TASK PROMPT: Each entry that follows must be output without any deviation.

Extracted records:
:::

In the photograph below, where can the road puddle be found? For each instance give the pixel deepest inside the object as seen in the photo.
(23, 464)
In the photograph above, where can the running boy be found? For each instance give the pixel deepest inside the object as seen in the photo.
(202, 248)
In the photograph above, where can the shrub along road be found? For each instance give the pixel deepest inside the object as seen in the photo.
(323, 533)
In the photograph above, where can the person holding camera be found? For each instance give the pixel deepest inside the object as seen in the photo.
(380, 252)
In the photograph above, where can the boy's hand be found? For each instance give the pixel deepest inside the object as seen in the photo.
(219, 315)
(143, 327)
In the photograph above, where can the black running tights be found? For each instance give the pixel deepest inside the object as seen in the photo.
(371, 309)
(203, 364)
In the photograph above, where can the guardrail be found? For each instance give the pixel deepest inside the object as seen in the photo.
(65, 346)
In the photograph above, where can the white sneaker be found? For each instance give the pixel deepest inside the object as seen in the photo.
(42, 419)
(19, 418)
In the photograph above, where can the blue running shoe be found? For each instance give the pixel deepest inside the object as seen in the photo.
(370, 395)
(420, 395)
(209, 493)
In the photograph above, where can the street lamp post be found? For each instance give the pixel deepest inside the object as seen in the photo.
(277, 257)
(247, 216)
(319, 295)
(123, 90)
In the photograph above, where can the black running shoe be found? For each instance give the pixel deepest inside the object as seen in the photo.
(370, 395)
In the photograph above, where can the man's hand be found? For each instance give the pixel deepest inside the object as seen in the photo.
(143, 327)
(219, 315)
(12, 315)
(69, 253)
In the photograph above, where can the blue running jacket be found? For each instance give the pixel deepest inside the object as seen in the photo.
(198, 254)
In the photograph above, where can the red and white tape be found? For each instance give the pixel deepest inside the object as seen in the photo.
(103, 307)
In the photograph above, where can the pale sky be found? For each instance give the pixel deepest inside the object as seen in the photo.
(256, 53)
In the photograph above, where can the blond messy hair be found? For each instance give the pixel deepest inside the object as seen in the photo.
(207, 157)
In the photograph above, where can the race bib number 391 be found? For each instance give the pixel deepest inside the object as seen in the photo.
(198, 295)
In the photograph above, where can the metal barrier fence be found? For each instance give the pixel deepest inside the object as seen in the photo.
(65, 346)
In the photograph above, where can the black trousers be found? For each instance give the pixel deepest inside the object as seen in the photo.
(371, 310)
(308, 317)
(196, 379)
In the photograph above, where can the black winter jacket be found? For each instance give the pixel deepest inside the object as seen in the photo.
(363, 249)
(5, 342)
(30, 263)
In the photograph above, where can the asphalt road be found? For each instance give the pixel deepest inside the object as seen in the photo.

:::

RESPONSE TO THIS TASK:
In the photograph below, where can the road puddle be found? For each instance give the pixel deepest inside the object as seen in the photo.
(23, 464)
In the photograph above, where can the running boy be found? For each instance give the pixel deepest inside the object as seen in the photo.
(202, 248)
In the photograph above, where can the shrub along road be found? For each instance give the pixel deepest inside the object as seen in the photo.
(323, 533)
In the photograph above, where can the person holding camera be found? For each instance give the pixel deepest inside the object as seen in the photo.
(380, 252)
In the photograph above, where can the boy's hand be found? For each instance give the pixel deepest inside the object as seen in the photo.
(219, 315)
(143, 327)
In the photograph above, where can the black running tights be found? For each instance give the pixel deepest inside the object as seen in the photo.
(371, 309)
(203, 364)
In the photograph above, where can the guardrail be found? For each instance give the pixel deepest inside the object as seen in the photo.
(65, 346)
In the photograph above, where can the white sneaker be found? For each instance give the pixel deepest inside the object as seen in the photo.
(42, 419)
(19, 418)
In the photograph above, where can the blue running shoe be found? For each instance give the pixel deepest inside the object as seen in the photo.
(370, 395)
(420, 395)
(209, 493)
In the photograph above, where can the street lamp post be found? For each instance give the pixel deepest inside the object as seen in the photo.
(277, 257)
(247, 216)
(319, 295)
(123, 90)
In the photograph above, where can the black running shoe be found? For each instance give the pixel deepest inside the object as seen in the photo.
(370, 395)
In the photograph above, where can the man's hand be found? For each instance give the pixel deepest inside the object as seen in the photo.
(143, 327)
(219, 315)
(12, 315)
(69, 253)
In the photograph above, where can the blue running jacket be found? For each instance give the pixel deepest inside the object as seen in the photo.
(198, 254)
In the photograph above, where can the red and white tape be found? For each instance give the pixel deepest inside the object as seen in the photo.
(103, 307)
In the photograph above, where can the pale sky be found? For each instance give the pixel deepest inside the object as seen in the photo.
(256, 53)
In the photograph above, where can the blond messy hair be found? For each instance give the pixel deepest inside the object as seen in the photo.
(207, 157)
In the photograph above, where can the race bib number 391 be found? For each instance give the pixel deepest inside the object as seen in the photo.
(198, 295)
In the photograph above, where can the metal barrier fence be found? For each instance give the pixel deepest inside the object as seen in the photo.
(65, 346)
In the photograph above, where can the black trousers be found? For each instance give the pixel deepest inside the object as seen in the photo.
(371, 310)
(308, 317)
(196, 379)
In the photograph above, where can the black winter jacket be found? For each instance give the pixel deepest inside the object as seen in the photo.
(363, 249)
(5, 342)
(30, 263)
In the photograph above, where can the asphalt road be found? For each instance give the pixel deepest inside the object as seen in the photo.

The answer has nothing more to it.